- [WHAT TO PRODUCE]: Format the records below as a two-column Markdown table, with "Row" holding a running number and "Line" holding each line of text. Skip any blank lines.

- [MATERIAL PROVIDED]:
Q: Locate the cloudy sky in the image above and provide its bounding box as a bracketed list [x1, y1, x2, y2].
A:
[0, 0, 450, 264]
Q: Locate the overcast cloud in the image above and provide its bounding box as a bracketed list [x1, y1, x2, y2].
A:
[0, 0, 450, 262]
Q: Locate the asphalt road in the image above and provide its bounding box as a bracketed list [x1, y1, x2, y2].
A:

- [FINISHED EXERCISE]:
| Row | Line |
|---|---|
| 1 | Q: Locate the cloudy sky in the image above and provide its bounding box as a bracketed list [x1, y1, x2, y2]. |
| 2 | A: |
| 3 | [0, 0, 450, 264] |
| 4 | Q: Locate the overcast cloud in the image above and provide its bounding box as a bracketed list [x1, y1, x2, y2]. |
| 5 | A: |
| 6 | [0, 0, 450, 262] |
| 7 | Q: Locate the asphalt road in the image above and provide its bounding box as a bracketed list [x1, y1, x2, y2]. |
| 8 | A: |